**Directions for this task**
Reproduce each of the records below word for word, line by line, with no changes.

### Data entries

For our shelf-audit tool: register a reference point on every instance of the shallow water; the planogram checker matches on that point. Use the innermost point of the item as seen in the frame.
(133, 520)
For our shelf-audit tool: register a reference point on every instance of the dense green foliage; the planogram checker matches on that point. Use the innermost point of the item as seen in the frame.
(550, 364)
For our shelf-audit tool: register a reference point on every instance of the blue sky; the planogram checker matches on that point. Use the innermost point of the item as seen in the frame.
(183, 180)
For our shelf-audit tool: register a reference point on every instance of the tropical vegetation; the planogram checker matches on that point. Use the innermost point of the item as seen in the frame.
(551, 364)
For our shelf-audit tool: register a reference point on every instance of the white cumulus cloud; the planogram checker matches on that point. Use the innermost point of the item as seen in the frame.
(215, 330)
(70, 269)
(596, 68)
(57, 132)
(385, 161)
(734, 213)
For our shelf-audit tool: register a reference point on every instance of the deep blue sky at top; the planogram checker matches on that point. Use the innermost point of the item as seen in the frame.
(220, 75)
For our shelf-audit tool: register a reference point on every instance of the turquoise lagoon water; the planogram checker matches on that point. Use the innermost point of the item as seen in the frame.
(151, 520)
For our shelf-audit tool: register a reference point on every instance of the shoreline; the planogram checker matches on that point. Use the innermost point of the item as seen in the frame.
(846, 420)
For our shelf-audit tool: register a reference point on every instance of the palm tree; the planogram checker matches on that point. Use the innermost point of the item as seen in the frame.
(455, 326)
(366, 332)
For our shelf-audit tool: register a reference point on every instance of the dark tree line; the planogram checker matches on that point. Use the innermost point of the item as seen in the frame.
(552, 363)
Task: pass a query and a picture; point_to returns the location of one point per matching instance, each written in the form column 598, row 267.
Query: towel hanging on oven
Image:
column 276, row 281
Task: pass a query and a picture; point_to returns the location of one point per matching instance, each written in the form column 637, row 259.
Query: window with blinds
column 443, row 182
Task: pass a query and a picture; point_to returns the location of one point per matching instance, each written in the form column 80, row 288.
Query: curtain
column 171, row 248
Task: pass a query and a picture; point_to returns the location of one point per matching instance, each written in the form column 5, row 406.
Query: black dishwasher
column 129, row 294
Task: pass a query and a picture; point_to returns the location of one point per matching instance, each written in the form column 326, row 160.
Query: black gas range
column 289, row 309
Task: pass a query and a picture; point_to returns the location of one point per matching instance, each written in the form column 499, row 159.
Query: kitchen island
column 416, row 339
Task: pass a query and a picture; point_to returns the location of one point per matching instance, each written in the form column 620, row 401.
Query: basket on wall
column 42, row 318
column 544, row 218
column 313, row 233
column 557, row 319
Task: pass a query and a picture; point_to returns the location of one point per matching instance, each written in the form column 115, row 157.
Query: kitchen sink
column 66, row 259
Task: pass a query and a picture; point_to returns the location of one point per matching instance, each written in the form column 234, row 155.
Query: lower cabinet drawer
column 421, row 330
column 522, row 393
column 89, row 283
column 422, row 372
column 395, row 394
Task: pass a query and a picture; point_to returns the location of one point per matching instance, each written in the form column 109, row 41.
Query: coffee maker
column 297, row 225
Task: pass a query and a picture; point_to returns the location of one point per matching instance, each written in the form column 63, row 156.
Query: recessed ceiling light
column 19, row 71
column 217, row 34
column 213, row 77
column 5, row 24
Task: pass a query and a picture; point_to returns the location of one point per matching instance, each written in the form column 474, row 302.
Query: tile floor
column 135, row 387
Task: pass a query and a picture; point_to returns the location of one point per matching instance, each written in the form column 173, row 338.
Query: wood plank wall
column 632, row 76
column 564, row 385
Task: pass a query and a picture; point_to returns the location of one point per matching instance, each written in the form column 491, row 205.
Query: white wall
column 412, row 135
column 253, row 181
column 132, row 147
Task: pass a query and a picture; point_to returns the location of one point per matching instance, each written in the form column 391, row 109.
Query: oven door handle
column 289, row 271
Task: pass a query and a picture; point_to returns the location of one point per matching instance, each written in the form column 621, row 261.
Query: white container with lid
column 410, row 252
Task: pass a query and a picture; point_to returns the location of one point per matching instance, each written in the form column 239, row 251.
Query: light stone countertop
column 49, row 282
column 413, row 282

######

**Written response**
For our shelf-audit tool: register a reference point on every instance of the shallow water; the planogram checker matches on that point. Use the innermost point of the item as seen in the frame.
(133, 520)
For our shelf-audit tool: register a reference point on every instance of the dense green foliage; the planogram checker matches on that point. Use the innermost point of the item as seen in the frame.
(550, 364)
For our shelf-audit tool: register a reference point on every instance of the blue sky; the planogram checker matches on that point. Use the innermost point of the item as seen in the frame.
(183, 180)
For our shelf-audit tool: register a reference point on every instance of the tropical vegetation; the planogram checker matches on that point. Use the innermost point of the item as seen in the frame.
(551, 364)
For our shelf-audit tool: register a reference point on every instance of the white cumulus cloud; the planogram checker matches on that point. Use the innermost point of the item as seen in the frame.
(215, 330)
(70, 269)
(596, 68)
(57, 132)
(385, 161)
(734, 213)
For our shelf-audit tool: register a reference point on every instance of the deep blue sky at top; the planogram checker matches on that point. Use the innermost point of the item as seen in the frame.
(220, 75)
For our shelf-audit tool: register a reference point on every instance of the turquoise lagoon water; the planogram checker matches on that point. Use the innermost point of the item as seen in the frame.
(151, 520)
For our shelf-audit tool: register a reference point on every instance of the shoreline; the planogram checker matches on that point. Use the innermost point of the item as seen in the frame.
(846, 420)
For our shelf-audit tool: register a reference point on every instance of the palm tree; the planogram checker matches on that point. Use the innermost point of the item as seen in the frame.
(455, 326)
(366, 332)
For our shelf-audit tool: register a reference point on every instance of the dark tree line; the planogram checker matches on that point. Use the innermost point of the item as seen in the frame.
(552, 363)
Task: pass a query and a picture; point_to returns the location of one point per matching instance, each written in the form column 598, row 267.
Query: towel hanging on oven
Image:
column 276, row 281
Task: pass a query and a picture; point_to returns the location of one point per matching instance, each written in the form column 637, row 259.
Query: window with blinds
column 443, row 182
Task: pass a query and a picture; point_to returns the location of one point per matching instance, each written in the form column 80, row 288.
Query: curtain
column 171, row 248
Task: pass a query and a picture; point_to returns the location of one point per matching instance, each written in the form column 5, row 406.
Query: black dishwasher
column 129, row 294
Task: pass a query and a picture; point_to returns the location of one point per matching instance, each written in the form column 326, row 160.
Query: black gas range
column 289, row 309
Task: pass a query and a picture; point_to returns the location of one point per matching instance, each written in the form column 499, row 159.
Query: kitchen island
column 416, row 339
Task: pass a query and a picture; point_to returns the location of one point per matching instance, each written in the form column 620, row 401.
Query: basket on wall
column 42, row 318
column 544, row 218
column 313, row 233
column 557, row 319
Task: pass a query and a picture; point_to returns the location of one point per matching instance, each written in the form column 115, row 157.
Query: kitchen sink
column 66, row 259
Task: pass a query and a picture; point_to returns the location of one point per matching instance, each written in the form column 234, row 155.
Query: lower cabinet drawer
column 421, row 330
column 522, row 393
column 89, row 283
column 422, row 372
column 395, row 394
Task: pass a query and a picture; point_to returns the location of one point per matching instance, each written in the form column 109, row 41.
Query: coffee maker
column 297, row 225
Task: pass a query and a picture; point_to returns the location of one point per matching instance, each written in the form column 63, row 156.
Query: recessed ceiling light
column 19, row 71
column 217, row 34
column 213, row 77
column 5, row 24
Task: pass a query and a picture; point_to returns the location of one point per matching instance, each written in the form column 474, row 302.
Query: tile floor
column 135, row 387
Task: pass a query and a picture; point_to returns the location of one point per matching instance, each written in the form column 173, row 338.
Query: wood plank wall
column 632, row 76
column 564, row 385
Task: pass a query and a picture; point_to returns the location of one point per matching instance, each written in the form column 491, row 205.
Query: white wall
column 412, row 135
column 253, row 181
column 132, row 147
Task: pass a query and a picture; point_to returns the location of one point per matching instance, each written in the form column 391, row 109.
Query: oven door handle
column 289, row 271
Task: pass a query and a picture; point_to returns the location of one point per matching instance, each written in the form column 621, row 261.
Query: white container with lid
column 410, row 252
Task: pass a query and a picture; point_to returns the location of one point per matching instance, each written in the form column 239, row 251.
Query: light stone countertop
column 49, row 282
column 413, row 282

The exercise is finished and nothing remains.